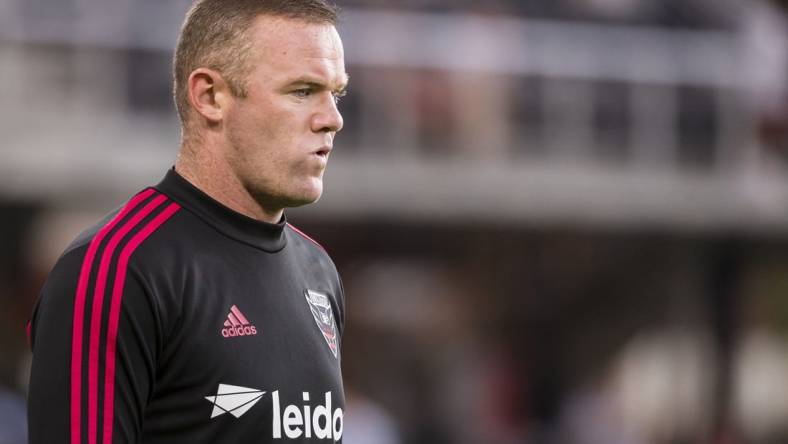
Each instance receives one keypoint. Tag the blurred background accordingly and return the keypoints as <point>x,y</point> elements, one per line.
<point>558,222</point>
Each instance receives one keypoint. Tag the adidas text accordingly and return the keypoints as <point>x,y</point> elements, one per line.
<point>239,331</point>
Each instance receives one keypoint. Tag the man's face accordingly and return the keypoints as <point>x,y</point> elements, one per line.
<point>281,133</point>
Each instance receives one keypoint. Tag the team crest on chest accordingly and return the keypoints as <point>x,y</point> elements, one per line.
<point>320,306</point>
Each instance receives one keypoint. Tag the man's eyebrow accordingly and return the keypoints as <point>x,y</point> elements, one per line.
<point>318,84</point>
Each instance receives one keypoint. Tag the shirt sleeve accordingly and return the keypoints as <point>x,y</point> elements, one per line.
<point>95,341</point>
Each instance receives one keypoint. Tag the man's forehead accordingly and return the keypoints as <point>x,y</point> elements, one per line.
<point>299,50</point>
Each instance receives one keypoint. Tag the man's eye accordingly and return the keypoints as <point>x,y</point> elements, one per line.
<point>338,95</point>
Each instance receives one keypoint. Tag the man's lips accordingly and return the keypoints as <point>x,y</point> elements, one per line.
<point>323,151</point>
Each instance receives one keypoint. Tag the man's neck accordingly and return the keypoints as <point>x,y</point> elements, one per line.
<point>214,177</point>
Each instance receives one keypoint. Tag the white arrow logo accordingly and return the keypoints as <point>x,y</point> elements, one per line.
<point>233,399</point>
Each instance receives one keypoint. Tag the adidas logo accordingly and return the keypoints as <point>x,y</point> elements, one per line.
<point>237,324</point>
<point>233,399</point>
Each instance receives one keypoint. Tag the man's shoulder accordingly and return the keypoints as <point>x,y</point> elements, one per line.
<point>306,242</point>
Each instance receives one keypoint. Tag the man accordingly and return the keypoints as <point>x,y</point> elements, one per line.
<point>196,313</point>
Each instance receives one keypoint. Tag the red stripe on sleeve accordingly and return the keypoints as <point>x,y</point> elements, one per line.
<point>79,314</point>
<point>114,317</point>
<point>98,304</point>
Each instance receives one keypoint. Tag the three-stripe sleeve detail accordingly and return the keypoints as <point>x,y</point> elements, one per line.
<point>103,269</point>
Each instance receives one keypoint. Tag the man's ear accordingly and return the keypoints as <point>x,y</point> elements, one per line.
<point>208,94</point>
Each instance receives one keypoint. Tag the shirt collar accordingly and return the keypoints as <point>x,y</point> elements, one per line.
<point>263,235</point>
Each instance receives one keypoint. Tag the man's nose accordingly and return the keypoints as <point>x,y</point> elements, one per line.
<point>328,118</point>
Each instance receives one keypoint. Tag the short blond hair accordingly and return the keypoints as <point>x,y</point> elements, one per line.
<point>214,35</point>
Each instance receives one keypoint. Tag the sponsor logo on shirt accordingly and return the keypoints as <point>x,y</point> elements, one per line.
<point>291,421</point>
<point>320,306</point>
<point>237,324</point>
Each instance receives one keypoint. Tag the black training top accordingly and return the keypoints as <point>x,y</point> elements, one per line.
<point>178,320</point>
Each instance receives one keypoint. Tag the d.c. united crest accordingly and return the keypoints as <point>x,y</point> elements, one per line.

——————————

--- Task details ---
Each record should appear again exactly as it stands, with no picture included.

--- Task answer ---
Each instance receives one keypoint. Tag the blurred background accordingly and return the keypoints as <point>x,y</point> elements, one per line.
<point>558,222</point>
Each instance receives one keypoint. Tag the adidas text accordingly and return the keypoints as <point>x,y</point> elements, one per line.
<point>239,331</point>
Each instance receives one keypoint. Tag the man's face accordingly and return the keypoints as <point>x,y</point> elements, one per line.
<point>281,133</point>
Each instance receives one keypoint. Tag the team crest on chest accordingly and return the keypoints as <point>x,y</point> elements, one per line.
<point>320,306</point>
Each instance receives one keypoint. Tag the man's eyebrow accordingly and return the keypoints as <point>x,y</point> elements, one per line.
<point>318,84</point>
Each instance receives one keypoint. Tag the shirt sleeve accordingly and return the keypoints as <point>x,y</point> elements, one per line.
<point>95,341</point>
Each instance receives one keypoint. Tag the man's forehead accordingly and return the keypoints as <point>x,y</point> elements, one per line.
<point>299,50</point>
Each instance receives one keypoint. Tag the man's eye accordingly and return the keypoints as <point>x,y</point> elements, one per line.
<point>338,95</point>
Each instance receives one keypoint. Tag the man's lips accordingly and return the keypoints as <point>x,y</point> elements, one per line.
<point>323,151</point>
Each instance receives one keypoint. Tag the man's neck accordingly and return the keypoints as <point>x,y</point> elements, one per line.
<point>214,177</point>
Each instance receives one keypoint. Tag the white arrow logo accordingly and return the keypoints as <point>x,y</point> elements, one per line.
<point>233,399</point>
Each instance receives one keypoint. Tag the adidas logo accordingly and return the keypoints as <point>x,y</point> elements, one per line.
<point>237,324</point>
<point>233,399</point>
Each instance receives one keypoint. Tag the man's shoulder accordingly and return the keypoints as <point>x,y</point> elements, one per line.
<point>306,242</point>
Each instance receives one keypoint. Tag the man accordingly and return the keypoints as <point>x,y</point> elements, one per line.
<point>196,313</point>
Each instance receives one keypoint. Tag the red stripe on sleeve accordingly and return the keypoints as <point>x,y</point> elements, one per line.
<point>79,314</point>
<point>114,317</point>
<point>98,304</point>
Each instance receives one keypoint. Tag the three-stripe sleeve detail accordingly and return the keypoints as <point>x,y</point> elements, one per line.
<point>103,269</point>
Each instance receives one keypoint. Tag the man's ear accordingly and return the keypoints as <point>x,y</point> elements, one per line.
<point>208,94</point>
Each instance receives one keypoint. Tag the shirt collar accordingly and return the keypoints as <point>x,y</point> elements, one per line.
<point>263,235</point>
Each instance receives one keypoint. Tag the man's nose accordingly and return the keypoints as <point>x,y</point> elements, one per line.
<point>328,118</point>
Each instance receives one keypoint. Tag the short blond hair accordingly and return the keypoints as <point>x,y</point> elements, one per line.
<point>214,35</point>
Each instance receives one keypoint. Tag the sponsor logo on shirt accordingly and return the keypoints as <point>x,y</point> elements, one per line.
<point>291,421</point>
<point>320,306</point>
<point>237,324</point>
Each instance receives one keypoint. Tag the black training top accordingly and return the keypoints as <point>x,y</point> elements, one per line.
<point>178,320</point>
Each instance receives one keypoint. Tag the d.c. united crest accordingly and return the keypoints as <point>x,y</point> elements, one per line.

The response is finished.